§ THE REQUEST
Counting every line of the rows below, how many contain the word "white"? Give only the number.

§ DATA TO USE
- - - -

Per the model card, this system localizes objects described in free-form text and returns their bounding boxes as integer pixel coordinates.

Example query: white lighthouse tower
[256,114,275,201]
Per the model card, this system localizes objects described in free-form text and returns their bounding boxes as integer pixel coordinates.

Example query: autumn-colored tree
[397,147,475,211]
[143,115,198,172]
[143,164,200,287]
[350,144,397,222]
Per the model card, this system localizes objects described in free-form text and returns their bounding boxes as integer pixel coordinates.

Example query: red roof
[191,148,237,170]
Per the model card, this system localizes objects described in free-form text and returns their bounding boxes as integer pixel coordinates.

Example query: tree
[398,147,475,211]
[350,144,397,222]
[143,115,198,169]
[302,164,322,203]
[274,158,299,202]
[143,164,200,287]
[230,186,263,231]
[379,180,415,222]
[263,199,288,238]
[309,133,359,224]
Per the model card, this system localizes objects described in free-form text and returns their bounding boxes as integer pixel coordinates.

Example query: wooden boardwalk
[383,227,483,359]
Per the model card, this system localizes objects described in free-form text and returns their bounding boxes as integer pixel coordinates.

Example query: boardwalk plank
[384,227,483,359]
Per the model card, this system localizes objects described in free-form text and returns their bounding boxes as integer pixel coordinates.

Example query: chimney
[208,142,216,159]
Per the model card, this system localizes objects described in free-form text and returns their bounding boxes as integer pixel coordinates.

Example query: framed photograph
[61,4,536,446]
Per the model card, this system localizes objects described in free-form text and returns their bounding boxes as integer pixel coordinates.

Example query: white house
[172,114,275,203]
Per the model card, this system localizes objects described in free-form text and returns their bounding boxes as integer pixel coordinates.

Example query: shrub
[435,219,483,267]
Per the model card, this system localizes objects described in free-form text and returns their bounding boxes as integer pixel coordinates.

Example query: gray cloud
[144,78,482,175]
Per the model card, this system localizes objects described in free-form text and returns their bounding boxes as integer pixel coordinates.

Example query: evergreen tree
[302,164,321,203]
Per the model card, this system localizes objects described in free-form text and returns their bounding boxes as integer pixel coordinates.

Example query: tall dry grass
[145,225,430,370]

- - - -

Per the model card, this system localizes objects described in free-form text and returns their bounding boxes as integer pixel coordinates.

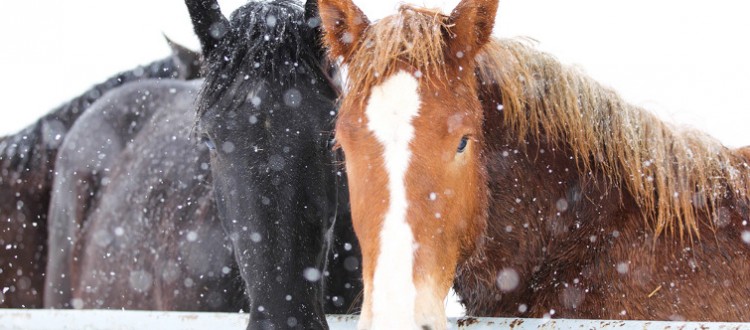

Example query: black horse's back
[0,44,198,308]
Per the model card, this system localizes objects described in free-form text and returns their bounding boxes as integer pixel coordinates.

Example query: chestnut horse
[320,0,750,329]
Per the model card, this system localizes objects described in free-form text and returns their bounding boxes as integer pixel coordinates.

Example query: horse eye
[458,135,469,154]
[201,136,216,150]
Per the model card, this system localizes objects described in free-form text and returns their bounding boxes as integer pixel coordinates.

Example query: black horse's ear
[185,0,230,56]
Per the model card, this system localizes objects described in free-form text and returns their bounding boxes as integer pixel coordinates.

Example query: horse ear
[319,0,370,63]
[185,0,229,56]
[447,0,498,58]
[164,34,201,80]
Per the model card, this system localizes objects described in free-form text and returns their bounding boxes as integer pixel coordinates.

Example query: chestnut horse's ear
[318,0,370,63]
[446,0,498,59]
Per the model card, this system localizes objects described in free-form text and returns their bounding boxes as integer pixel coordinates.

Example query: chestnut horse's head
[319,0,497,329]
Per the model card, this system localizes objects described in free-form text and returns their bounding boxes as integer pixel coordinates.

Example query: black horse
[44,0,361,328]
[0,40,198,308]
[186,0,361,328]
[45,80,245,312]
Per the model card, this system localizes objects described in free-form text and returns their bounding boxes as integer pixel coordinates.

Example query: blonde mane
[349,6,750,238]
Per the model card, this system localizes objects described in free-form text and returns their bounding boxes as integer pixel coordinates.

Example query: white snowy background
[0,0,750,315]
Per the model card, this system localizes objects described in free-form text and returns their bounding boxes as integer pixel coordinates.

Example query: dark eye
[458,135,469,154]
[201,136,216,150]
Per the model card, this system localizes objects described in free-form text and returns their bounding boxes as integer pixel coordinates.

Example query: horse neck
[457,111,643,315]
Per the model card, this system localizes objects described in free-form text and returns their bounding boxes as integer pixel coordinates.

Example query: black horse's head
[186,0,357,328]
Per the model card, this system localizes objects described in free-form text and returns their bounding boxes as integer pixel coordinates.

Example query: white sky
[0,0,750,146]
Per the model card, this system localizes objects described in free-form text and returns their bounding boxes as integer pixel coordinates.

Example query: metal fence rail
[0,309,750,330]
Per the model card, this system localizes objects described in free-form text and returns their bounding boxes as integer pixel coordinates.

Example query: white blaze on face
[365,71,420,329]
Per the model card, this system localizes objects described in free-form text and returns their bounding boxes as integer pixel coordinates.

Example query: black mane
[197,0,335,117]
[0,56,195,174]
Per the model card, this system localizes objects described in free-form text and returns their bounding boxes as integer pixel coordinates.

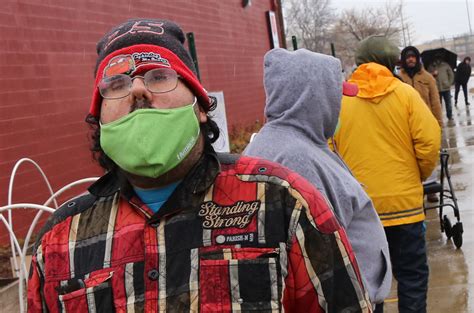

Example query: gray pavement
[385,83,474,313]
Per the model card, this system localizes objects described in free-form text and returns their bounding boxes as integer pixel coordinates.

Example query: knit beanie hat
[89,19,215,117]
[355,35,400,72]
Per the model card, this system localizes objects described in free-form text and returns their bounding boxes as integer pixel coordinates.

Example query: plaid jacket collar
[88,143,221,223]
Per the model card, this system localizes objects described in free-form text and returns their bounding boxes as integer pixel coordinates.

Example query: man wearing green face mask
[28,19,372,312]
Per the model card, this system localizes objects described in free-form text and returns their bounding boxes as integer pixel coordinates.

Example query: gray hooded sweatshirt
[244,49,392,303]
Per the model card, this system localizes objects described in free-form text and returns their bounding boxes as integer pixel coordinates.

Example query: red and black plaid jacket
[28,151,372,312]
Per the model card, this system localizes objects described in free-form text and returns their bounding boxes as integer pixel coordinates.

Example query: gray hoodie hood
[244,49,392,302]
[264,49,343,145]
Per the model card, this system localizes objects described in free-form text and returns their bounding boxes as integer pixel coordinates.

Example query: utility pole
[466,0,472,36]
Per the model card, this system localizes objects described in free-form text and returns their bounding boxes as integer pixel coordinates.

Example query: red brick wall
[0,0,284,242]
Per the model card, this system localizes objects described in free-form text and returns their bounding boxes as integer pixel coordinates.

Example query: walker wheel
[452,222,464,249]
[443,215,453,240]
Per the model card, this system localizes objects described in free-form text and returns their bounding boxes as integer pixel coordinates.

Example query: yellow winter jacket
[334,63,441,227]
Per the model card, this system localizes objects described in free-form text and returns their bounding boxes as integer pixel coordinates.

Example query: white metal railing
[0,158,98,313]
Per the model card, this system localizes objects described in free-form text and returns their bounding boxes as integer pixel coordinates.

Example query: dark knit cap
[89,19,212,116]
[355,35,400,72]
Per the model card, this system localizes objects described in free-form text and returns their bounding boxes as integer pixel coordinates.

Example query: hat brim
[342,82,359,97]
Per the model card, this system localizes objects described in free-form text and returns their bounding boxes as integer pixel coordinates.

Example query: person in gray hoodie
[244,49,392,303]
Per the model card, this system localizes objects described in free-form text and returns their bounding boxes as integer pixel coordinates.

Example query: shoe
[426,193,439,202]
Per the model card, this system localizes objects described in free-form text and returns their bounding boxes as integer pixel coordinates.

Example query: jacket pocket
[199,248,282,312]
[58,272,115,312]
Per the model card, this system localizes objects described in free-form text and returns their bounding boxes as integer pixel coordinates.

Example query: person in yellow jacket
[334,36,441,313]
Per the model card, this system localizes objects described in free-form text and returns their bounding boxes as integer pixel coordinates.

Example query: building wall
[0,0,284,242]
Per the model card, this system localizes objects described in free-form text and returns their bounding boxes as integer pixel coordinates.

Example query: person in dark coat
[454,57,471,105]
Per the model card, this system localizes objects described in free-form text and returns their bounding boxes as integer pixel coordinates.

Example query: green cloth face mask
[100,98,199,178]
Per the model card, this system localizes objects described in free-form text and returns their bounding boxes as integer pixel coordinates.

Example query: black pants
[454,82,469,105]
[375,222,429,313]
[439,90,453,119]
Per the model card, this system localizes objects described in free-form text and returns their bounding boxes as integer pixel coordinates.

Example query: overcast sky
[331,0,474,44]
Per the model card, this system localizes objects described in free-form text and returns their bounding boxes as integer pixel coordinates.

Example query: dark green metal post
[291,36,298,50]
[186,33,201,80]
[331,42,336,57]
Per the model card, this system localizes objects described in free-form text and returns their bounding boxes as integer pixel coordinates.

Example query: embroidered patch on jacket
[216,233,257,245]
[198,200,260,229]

- - - -

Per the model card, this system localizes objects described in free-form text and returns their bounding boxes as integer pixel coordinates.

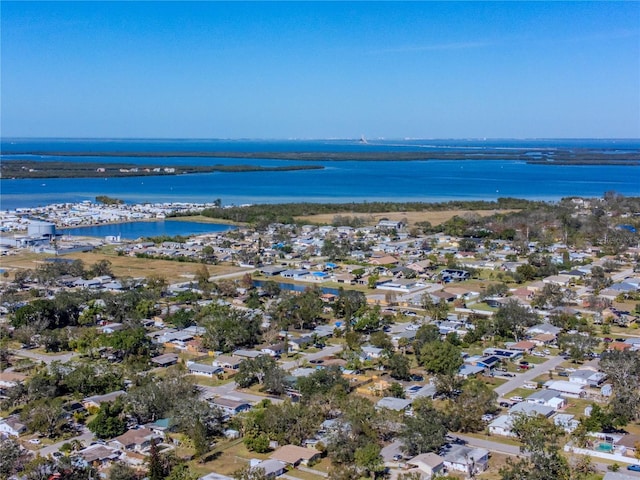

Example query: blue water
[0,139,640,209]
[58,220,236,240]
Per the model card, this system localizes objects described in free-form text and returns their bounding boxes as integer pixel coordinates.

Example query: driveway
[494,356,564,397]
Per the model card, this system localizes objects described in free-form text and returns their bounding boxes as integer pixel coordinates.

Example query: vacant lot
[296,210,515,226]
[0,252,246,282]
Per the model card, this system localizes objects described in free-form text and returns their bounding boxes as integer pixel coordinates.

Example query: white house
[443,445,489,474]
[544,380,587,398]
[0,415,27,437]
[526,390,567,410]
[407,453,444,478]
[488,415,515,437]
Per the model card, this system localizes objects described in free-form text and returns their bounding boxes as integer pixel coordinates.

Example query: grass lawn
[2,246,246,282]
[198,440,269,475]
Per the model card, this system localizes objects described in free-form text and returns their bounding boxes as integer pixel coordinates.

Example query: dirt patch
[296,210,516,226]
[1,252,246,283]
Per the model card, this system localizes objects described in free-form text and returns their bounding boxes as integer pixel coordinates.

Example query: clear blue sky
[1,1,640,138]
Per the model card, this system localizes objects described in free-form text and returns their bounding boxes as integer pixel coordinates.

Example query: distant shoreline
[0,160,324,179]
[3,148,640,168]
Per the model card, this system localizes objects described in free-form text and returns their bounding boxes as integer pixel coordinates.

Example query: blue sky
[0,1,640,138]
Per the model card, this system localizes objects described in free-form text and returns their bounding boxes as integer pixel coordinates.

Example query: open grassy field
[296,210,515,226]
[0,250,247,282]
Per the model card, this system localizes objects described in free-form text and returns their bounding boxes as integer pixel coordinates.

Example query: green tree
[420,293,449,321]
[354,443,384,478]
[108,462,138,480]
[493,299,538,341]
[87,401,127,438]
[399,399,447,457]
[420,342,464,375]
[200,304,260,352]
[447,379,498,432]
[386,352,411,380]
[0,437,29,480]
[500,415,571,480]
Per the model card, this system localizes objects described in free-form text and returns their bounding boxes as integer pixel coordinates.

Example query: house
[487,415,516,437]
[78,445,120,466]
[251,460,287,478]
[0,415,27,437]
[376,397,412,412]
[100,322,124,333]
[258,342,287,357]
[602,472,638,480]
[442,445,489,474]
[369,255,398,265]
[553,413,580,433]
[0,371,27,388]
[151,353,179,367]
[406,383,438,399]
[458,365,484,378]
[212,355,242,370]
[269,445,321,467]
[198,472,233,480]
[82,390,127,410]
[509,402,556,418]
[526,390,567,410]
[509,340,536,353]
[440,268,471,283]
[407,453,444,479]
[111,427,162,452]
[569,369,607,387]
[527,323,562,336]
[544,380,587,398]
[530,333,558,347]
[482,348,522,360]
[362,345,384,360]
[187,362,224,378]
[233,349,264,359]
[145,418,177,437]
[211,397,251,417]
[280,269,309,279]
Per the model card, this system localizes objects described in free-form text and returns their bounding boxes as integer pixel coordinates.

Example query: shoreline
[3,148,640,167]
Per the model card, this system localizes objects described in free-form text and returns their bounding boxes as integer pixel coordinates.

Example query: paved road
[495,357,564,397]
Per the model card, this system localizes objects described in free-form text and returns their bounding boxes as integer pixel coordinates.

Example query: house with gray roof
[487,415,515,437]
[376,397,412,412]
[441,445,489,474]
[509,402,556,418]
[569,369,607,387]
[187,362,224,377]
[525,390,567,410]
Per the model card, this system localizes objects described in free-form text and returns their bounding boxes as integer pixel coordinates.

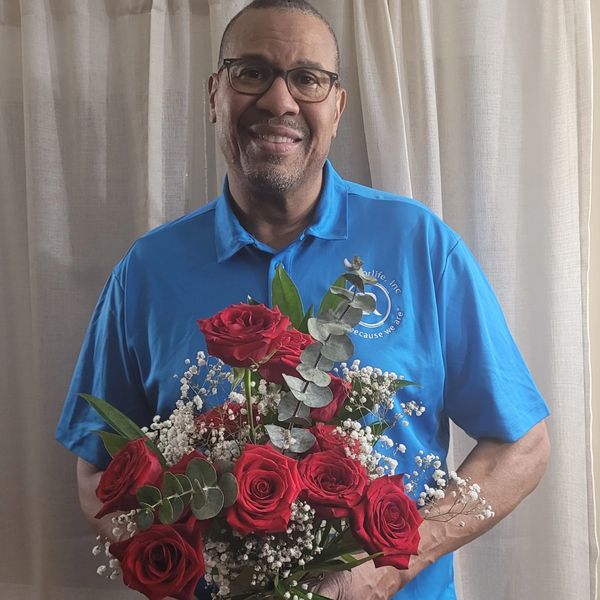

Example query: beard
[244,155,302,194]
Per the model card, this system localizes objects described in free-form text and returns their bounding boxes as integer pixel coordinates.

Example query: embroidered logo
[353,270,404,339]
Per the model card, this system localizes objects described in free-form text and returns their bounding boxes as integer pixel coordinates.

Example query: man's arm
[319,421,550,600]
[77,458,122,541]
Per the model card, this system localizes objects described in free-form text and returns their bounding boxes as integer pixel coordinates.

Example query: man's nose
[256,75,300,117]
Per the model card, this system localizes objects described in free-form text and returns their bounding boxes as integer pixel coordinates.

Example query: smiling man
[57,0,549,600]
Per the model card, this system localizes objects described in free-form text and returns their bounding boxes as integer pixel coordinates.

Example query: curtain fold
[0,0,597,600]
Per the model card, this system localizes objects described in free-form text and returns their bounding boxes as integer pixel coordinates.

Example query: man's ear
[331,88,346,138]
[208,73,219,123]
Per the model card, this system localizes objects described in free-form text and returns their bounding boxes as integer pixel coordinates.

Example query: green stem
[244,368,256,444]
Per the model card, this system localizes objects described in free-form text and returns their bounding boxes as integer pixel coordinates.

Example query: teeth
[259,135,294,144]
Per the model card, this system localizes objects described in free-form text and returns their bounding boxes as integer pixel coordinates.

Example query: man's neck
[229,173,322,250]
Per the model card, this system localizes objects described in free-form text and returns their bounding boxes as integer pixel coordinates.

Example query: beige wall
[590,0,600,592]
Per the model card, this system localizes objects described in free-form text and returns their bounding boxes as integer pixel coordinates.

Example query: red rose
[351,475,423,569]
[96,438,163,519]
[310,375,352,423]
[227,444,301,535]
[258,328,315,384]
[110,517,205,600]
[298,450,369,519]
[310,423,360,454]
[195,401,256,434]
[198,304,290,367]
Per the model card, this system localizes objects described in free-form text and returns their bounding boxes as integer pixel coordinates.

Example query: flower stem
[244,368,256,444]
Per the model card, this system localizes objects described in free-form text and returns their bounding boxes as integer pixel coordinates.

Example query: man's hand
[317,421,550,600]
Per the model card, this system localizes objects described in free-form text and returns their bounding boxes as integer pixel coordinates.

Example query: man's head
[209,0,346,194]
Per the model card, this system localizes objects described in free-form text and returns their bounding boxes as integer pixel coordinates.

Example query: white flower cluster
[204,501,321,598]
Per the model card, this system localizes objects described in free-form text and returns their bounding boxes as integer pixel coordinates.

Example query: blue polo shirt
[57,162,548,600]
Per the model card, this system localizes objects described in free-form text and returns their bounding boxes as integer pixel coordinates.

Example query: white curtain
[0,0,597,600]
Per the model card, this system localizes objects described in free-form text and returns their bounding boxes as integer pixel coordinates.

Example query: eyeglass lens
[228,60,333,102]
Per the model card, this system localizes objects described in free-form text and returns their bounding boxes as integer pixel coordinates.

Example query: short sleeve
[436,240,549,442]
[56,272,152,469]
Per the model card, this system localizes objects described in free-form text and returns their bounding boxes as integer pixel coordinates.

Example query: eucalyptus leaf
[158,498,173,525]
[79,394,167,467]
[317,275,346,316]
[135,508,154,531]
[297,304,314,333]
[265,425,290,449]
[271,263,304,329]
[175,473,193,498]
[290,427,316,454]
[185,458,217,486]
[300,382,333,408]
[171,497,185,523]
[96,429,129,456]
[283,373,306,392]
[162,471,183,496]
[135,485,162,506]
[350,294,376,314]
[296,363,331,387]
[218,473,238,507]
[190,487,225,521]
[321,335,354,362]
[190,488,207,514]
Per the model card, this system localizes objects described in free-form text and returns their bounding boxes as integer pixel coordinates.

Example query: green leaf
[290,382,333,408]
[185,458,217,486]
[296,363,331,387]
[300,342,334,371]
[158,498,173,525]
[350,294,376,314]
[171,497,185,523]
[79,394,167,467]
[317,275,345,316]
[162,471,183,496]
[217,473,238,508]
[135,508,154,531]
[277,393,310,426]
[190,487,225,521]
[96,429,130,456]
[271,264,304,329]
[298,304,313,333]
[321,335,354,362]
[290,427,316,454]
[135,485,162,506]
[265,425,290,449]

- - - -

§ EXERCISE RESPONSE
9